**Task prompt**
Please count the lines in the records below that contain the string "frame". Reply with the number only.

**Data**
<<<<
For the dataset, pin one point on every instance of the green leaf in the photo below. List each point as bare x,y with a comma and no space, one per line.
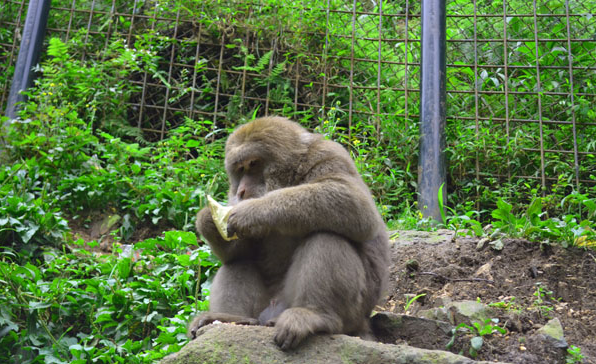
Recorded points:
476,343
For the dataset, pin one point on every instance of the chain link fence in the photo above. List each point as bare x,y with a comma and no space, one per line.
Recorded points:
521,76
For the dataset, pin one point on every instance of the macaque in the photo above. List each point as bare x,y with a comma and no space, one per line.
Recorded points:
311,253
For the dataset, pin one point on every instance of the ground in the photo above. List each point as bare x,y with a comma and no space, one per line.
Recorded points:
527,284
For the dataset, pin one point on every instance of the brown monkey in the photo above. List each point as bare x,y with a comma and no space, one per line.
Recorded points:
312,252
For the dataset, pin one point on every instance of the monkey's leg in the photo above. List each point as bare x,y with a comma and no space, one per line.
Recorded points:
324,289
237,295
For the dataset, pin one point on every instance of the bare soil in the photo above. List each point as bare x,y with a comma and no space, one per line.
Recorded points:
532,283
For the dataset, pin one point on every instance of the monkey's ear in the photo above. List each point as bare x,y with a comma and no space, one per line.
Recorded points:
220,215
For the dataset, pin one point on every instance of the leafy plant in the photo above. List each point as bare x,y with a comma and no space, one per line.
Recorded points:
478,331
574,355
80,307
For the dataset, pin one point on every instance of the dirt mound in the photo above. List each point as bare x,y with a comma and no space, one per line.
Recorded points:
525,284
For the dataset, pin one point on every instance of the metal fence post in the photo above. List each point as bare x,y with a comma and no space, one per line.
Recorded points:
33,34
432,168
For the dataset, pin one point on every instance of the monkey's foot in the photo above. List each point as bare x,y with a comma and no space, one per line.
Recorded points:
296,324
210,317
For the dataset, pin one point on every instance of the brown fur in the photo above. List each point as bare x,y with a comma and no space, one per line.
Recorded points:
312,255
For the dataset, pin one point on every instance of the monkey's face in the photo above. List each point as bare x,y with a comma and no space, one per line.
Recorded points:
247,180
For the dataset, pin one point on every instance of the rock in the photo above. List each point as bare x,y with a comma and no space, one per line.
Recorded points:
553,333
419,332
437,313
226,343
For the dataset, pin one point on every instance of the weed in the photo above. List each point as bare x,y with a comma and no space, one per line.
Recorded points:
478,331
574,355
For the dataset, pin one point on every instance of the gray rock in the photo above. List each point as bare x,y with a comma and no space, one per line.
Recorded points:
553,333
419,332
226,343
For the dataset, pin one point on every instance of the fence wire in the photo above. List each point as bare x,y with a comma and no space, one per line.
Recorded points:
520,75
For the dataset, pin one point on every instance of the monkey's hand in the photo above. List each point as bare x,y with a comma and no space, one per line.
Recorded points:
246,220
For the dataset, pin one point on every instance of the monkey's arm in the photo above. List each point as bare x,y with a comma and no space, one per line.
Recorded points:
224,250
339,204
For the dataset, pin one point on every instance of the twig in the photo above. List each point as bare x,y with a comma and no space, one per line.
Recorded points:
457,279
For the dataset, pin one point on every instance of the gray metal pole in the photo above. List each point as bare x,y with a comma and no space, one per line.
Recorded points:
432,168
33,34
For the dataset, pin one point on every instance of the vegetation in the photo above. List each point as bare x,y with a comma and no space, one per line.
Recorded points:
74,152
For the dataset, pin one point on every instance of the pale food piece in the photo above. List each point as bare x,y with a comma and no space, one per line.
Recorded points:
220,214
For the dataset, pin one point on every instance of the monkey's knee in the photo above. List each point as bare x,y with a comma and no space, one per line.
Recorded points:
297,323
328,265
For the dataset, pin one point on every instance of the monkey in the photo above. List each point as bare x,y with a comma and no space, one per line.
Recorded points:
312,250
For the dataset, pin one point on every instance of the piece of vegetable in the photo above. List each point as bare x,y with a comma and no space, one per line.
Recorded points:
220,214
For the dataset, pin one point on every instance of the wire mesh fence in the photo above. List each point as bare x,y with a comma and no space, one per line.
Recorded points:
520,75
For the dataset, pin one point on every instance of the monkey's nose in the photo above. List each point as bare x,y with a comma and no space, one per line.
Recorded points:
241,193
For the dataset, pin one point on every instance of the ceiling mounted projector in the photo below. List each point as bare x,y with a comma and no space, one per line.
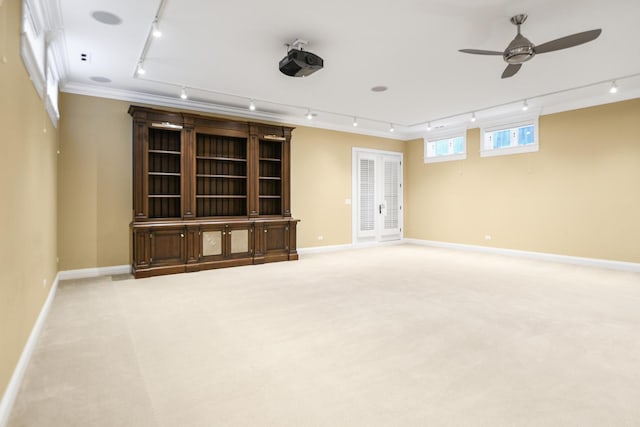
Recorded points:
299,62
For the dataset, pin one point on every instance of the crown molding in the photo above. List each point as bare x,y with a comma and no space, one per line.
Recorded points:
224,110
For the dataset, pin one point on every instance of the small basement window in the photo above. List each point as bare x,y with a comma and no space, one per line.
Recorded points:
512,137
444,147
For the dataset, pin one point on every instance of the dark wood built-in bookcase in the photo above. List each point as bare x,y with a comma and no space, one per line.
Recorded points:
208,193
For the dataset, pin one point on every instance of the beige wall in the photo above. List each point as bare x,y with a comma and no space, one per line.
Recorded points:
579,195
94,182
321,181
27,198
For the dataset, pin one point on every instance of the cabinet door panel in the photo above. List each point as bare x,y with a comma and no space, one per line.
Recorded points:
211,243
277,237
167,246
239,241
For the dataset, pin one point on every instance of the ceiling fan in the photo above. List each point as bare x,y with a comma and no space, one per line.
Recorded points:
521,50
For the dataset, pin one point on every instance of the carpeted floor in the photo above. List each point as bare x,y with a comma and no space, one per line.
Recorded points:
390,336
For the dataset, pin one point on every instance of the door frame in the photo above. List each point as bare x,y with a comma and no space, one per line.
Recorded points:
354,193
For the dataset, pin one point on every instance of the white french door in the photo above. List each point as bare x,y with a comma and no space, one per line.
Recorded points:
377,196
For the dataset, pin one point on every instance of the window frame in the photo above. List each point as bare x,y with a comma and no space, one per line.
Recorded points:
509,123
434,137
33,44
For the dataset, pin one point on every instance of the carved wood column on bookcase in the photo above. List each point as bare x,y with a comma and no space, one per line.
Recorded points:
286,173
140,183
253,172
188,168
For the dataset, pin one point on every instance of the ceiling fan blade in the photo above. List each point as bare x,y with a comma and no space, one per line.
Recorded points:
480,52
568,41
511,70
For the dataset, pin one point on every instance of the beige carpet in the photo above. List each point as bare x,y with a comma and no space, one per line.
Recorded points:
391,336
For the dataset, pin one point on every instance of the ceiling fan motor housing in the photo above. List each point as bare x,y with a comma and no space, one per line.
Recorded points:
519,50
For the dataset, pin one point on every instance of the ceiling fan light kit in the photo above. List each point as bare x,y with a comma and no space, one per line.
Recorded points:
521,50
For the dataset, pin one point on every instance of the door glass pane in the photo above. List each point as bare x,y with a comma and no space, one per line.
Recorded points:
211,243
391,196
239,241
367,194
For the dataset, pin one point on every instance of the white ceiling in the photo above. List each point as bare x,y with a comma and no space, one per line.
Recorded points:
226,53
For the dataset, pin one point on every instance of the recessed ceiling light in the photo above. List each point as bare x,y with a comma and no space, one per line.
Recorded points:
106,17
100,79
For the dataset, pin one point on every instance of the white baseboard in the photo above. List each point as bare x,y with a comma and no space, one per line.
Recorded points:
322,249
336,248
566,259
94,272
10,394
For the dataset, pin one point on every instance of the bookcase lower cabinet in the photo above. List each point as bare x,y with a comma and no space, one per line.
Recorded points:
160,248
275,241
225,245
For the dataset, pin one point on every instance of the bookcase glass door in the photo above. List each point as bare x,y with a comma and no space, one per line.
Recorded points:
270,187
164,174
221,176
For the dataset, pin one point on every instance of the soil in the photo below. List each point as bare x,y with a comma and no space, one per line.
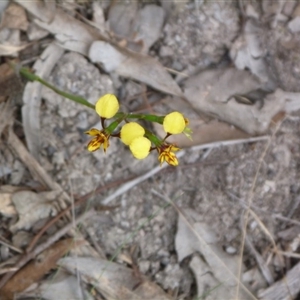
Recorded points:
215,183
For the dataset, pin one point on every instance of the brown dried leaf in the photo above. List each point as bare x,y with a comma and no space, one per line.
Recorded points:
36,269
32,207
209,91
7,208
133,65
194,236
112,280
204,132
15,17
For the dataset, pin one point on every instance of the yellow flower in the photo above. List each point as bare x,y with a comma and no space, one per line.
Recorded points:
107,106
166,154
130,131
140,147
100,138
174,123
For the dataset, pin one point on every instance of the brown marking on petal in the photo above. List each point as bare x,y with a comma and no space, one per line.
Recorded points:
94,145
93,132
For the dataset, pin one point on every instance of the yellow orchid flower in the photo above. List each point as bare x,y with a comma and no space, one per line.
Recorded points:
131,131
166,154
107,106
174,123
140,147
100,139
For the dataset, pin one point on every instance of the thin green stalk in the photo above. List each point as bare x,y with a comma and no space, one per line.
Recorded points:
147,117
32,77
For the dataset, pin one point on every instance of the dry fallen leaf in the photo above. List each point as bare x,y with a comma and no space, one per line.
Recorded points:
112,280
133,65
203,132
75,36
15,17
36,269
210,91
33,207
197,237
7,208
247,53
61,286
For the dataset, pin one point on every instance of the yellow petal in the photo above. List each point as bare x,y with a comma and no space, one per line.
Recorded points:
140,147
174,123
107,106
131,131
94,145
93,132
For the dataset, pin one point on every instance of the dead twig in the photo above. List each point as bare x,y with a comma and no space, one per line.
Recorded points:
51,240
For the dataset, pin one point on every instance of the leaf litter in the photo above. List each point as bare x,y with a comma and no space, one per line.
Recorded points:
214,184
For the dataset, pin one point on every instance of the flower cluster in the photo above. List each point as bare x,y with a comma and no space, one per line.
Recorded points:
139,140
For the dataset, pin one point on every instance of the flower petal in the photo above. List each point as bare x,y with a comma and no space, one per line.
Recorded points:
94,144
174,123
93,132
131,131
140,147
107,106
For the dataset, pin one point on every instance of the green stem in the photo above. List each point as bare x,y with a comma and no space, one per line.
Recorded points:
114,125
153,138
32,77
147,117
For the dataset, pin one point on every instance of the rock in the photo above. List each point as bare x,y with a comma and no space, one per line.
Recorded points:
294,25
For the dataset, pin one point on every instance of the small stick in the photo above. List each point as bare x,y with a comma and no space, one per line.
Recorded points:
51,240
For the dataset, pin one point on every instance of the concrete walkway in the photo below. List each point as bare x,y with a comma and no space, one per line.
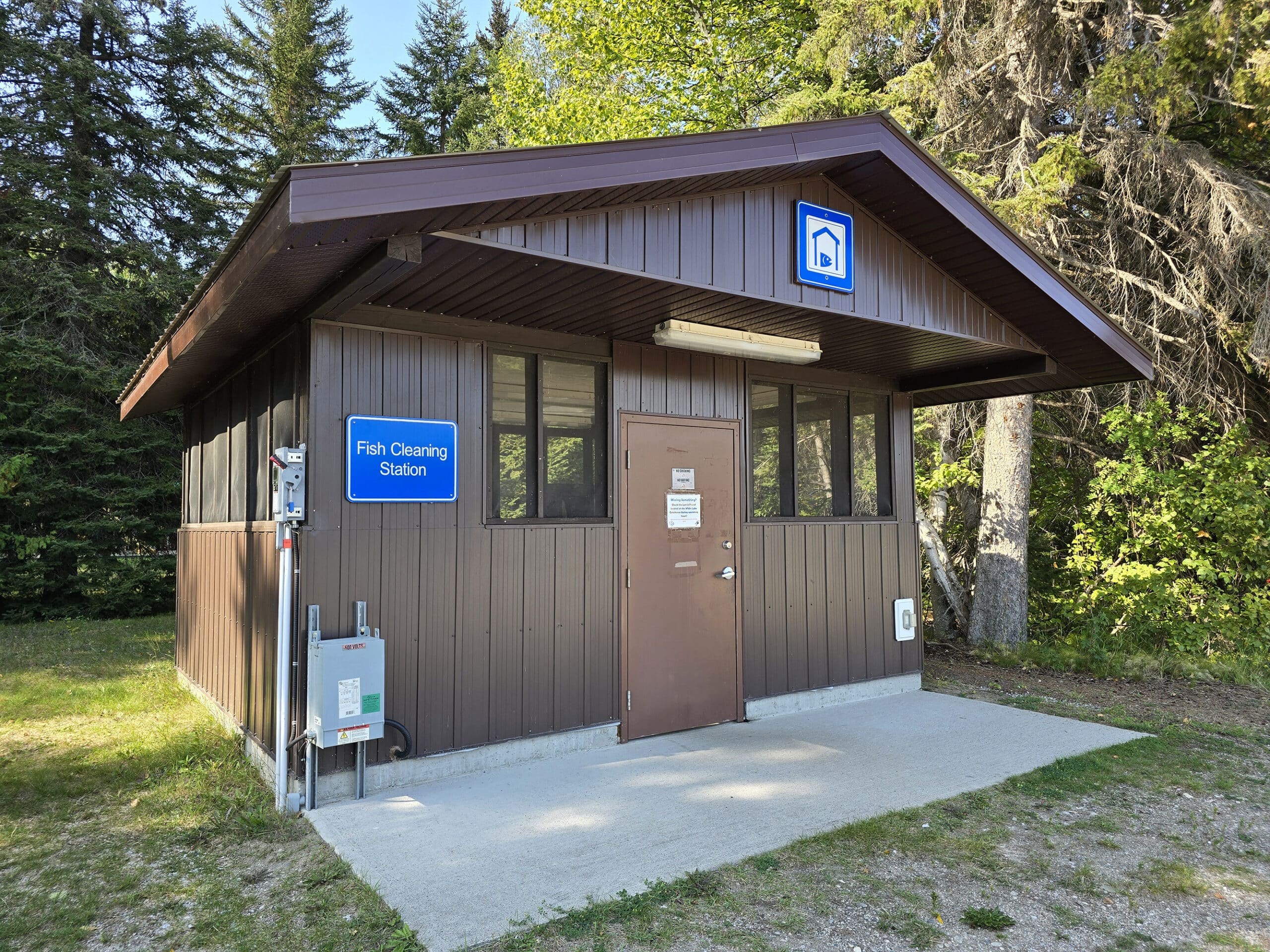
>>>>
**Task output**
2